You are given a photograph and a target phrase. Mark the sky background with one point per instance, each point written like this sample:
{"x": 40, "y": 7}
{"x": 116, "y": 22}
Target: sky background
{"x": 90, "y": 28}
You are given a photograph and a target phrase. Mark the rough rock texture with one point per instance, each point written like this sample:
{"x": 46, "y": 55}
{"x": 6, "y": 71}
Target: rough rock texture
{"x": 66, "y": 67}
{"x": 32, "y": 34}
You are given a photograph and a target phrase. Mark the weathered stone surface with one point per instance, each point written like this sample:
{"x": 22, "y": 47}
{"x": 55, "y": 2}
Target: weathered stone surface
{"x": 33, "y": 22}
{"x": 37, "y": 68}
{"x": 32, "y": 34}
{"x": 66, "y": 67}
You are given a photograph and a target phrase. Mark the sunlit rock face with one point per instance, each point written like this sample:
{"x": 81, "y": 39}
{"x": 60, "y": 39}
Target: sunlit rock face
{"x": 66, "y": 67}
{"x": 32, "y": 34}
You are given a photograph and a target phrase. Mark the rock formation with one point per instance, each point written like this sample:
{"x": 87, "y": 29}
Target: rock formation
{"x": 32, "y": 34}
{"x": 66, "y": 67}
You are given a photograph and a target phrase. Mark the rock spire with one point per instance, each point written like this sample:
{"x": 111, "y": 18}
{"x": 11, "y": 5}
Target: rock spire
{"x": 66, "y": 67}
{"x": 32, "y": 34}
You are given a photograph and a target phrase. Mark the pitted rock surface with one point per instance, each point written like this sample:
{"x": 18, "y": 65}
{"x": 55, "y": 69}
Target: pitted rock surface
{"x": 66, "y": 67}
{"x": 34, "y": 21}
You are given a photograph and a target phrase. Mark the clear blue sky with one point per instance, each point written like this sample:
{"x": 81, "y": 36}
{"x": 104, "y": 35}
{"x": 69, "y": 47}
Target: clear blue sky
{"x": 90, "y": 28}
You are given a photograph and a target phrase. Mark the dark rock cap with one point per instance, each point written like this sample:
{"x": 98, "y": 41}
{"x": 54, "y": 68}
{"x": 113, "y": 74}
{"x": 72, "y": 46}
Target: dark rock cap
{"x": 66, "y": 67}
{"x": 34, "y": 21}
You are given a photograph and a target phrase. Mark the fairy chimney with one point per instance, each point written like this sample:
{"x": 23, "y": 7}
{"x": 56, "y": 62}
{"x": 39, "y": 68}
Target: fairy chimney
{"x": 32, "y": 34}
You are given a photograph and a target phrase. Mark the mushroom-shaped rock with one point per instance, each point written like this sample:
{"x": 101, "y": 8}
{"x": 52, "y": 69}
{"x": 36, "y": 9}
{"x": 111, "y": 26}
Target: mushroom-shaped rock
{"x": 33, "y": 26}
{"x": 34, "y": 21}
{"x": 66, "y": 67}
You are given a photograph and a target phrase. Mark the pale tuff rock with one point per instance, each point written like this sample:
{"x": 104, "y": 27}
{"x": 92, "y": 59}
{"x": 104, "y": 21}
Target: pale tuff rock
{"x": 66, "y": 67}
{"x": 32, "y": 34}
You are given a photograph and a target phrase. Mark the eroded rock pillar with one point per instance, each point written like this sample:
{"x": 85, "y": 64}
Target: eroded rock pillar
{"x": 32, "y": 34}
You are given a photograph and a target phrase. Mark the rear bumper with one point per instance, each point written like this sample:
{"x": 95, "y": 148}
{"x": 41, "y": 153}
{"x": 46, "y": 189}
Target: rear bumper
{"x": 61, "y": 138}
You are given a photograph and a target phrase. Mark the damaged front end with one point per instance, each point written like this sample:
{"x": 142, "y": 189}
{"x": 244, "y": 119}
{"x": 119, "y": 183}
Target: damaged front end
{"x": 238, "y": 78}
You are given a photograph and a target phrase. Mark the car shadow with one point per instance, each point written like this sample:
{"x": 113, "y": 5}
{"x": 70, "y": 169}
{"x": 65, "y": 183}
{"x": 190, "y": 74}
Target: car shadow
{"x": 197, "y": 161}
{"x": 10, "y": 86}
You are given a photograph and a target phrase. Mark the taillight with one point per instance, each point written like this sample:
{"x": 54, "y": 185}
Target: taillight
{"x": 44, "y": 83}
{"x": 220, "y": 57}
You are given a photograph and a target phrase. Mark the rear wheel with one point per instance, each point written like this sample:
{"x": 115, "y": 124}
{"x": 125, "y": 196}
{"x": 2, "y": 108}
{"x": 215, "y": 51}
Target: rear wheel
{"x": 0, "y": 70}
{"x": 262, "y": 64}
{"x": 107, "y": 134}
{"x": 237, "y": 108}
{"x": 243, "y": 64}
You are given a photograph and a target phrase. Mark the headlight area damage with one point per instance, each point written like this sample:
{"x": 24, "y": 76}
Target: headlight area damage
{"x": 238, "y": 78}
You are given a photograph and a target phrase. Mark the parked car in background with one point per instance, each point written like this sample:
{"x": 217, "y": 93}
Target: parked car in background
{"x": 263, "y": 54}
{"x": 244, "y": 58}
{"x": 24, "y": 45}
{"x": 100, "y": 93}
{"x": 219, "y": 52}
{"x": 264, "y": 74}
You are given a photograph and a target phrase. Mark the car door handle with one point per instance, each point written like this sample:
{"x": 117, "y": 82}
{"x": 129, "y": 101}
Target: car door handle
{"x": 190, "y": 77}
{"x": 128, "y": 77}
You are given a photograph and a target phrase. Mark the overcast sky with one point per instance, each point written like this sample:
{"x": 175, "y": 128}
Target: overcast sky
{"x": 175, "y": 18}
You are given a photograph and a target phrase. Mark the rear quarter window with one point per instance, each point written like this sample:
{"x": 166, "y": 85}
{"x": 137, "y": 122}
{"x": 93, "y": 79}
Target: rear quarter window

## Your task
Word for word, give back all of the records.

## Task result
You are given a photograph and a target phrase. Mark the sky background with one point per instance, each point written like this sample:
{"x": 40, "y": 7}
{"x": 116, "y": 22}
Target: sky background
{"x": 90, "y": 28}
You are given a photograph and a target phrase. Mark the rough rock texture with one point per instance, each point written like this sample:
{"x": 46, "y": 55}
{"x": 6, "y": 71}
Target: rough rock texture
{"x": 66, "y": 67}
{"x": 32, "y": 34}
You are given a photograph and a target phrase. Mark the weathered stone surface with one point per instance, each point written like this sample:
{"x": 22, "y": 47}
{"x": 55, "y": 2}
Target: weathered stone surface
{"x": 33, "y": 22}
{"x": 37, "y": 68}
{"x": 32, "y": 34}
{"x": 66, "y": 67}
You are given a photograph and a target phrase. Mark the sunlit rock face with one point per instance, each point written like this sample:
{"x": 81, "y": 39}
{"x": 60, "y": 39}
Target: sunlit rock face
{"x": 66, "y": 67}
{"x": 32, "y": 34}
You are given a photograph and a target phrase. Mark the rock formation with one point per instance, each point written like this sample:
{"x": 87, "y": 29}
Target: rock formation
{"x": 32, "y": 34}
{"x": 66, "y": 67}
You are given a photograph and a target phrase. Mark the rock spire with one point per instance, each point written like this sample:
{"x": 111, "y": 18}
{"x": 11, "y": 5}
Target: rock spire
{"x": 66, "y": 67}
{"x": 32, "y": 34}
You are given a photograph and a target phrase. Mark the pitted rock surface with one point per instance, each point written like this sample:
{"x": 18, "y": 65}
{"x": 55, "y": 69}
Target: pitted rock surface
{"x": 66, "y": 67}
{"x": 34, "y": 21}
You are given a photograph and a target phrase. Mark the clear blue sky with one point per instance, each point written like this sample:
{"x": 81, "y": 36}
{"x": 104, "y": 35}
{"x": 69, "y": 47}
Target: clear blue sky
{"x": 90, "y": 28}
You are given a photograph and a target phrase. Mark the dark rock cap with one point per instance, each point written like this sample:
{"x": 98, "y": 41}
{"x": 54, "y": 68}
{"x": 113, "y": 74}
{"x": 72, "y": 46}
Target: dark rock cap
{"x": 66, "y": 67}
{"x": 34, "y": 21}
You are given a photograph and a target phrase. Mark the fairy chimney with one point per instance, each point written like this sample:
{"x": 23, "y": 7}
{"x": 56, "y": 62}
{"x": 39, "y": 68}
Target: fairy chimney
{"x": 32, "y": 34}
You are given a photograph and a target phrase. Mark the mushroom-shaped rock with one point per instance, each point written like this sample:
{"x": 101, "y": 8}
{"x": 52, "y": 69}
{"x": 36, "y": 9}
{"x": 111, "y": 26}
Target: mushroom-shaped rock
{"x": 33, "y": 26}
{"x": 34, "y": 21}
{"x": 66, "y": 67}
You are given a photograph and a target phrase. Mark the pale tuff rock with one point per instance, each point written like this sample:
{"x": 104, "y": 27}
{"x": 92, "y": 59}
{"x": 104, "y": 21}
Target: pale tuff rock
{"x": 66, "y": 67}
{"x": 32, "y": 34}
You are given a photograph and a target phrase. Mark the eroded rock pillar with one point per instance, each point written like this sample:
{"x": 85, "y": 64}
Target: eroded rock pillar
{"x": 32, "y": 34}
You are given a photograph and a target phrase. Mark the rear bumper with one point per instance, each point written like this sample:
{"x": 95, "y": 148}
{"x": 41, "y": 153}
{"x": 46, "y": 189}
Target: rear bumper
{"x": 61, "y": 138}
You are given a photograph and a target phrase. Mark the damaged front end with one point per instance, each point written like this sample:
{"x": 142, "y": 189}
{"x": 244, "y": 119}
{"x": 119, "y": 183}
Target: damaged front end
{"x": 238, "y": 78}
You are given a photograph and a target phrase. Mark the car shadow with one point per instance, each point written like this sample:
{"x": 113, "y": 5}
{"x": 70, "y": 169}
{"x": 65, "y": 183}
{"x": 190, "y": 74}
Target: car shadow
{"x": 197, "y": 161}
{"x": 10, "y": 86}
You are given a photograph and a target phrase. Mark the taillight with one point per instance, each point written like this sample:
{"x": 54, "y": 185}
Target: taillight
{"x": 44, "y": 83}
{"x": 220, "y": 57}
You are given a photograph and a target phrase. Mark the rear wheel with one point per instance, each point written like this sample:
{"x": 115, "y": 124}
{"x": 125, "y": 196}
{"x": 2, "y": 108}
{"x": 215, "y": 51}
Target: rear wheel
{"x": 0, "y": 70}
{"x": 262, "y": 64}
{"x": 107, "y": 134}
{"x": 237, "y": 108}
{"x": 243, "y": 64}
You are given a photograph and a target phrase. Mark the headlight area damage with one point per instance, each point written like this sample:
{"x": 24, "y": 76}
Target: headlight area damage
{"x": 238, "y": 78}
You are given a photograph and a target phrase. Mark the parked car in background with one point per instance, each point written like this sample:
{"x": 217, "y": 93}
Target: parked car in background
{"x": 263, "y": 54}
{"x": 244, "y": 58}
{"x": 24, "y": 45}
{"x": 100, "y": 93}
{"x": 219, "y": 52}
{"x": 264, "y": 74}
You are given a photograph and a target phrase. Mark the car door handle with one point per instance, each point written like this sample:
{"x": 117, "y": 82}
{"x": 129, "y": 101}
Target: car door handle
{"x": 190, "y": 77}
{"x": 128, "y": 77}
You are given a photograph and a target phrase. Mark the overcast sky with one point per instance, each point written like this sample:
{"x": 175, "y": 128}
Target: overcast sky
{"x": 175, "y": 18}
You are given a photograph and a target phrase. Mark the rear quarter window with one point per instance, each point written like this sample:
{"x": 166, "y": 85}
{"x": 137, "y": 122}
{"x": 93, "y": 79}
Target: rear quarter window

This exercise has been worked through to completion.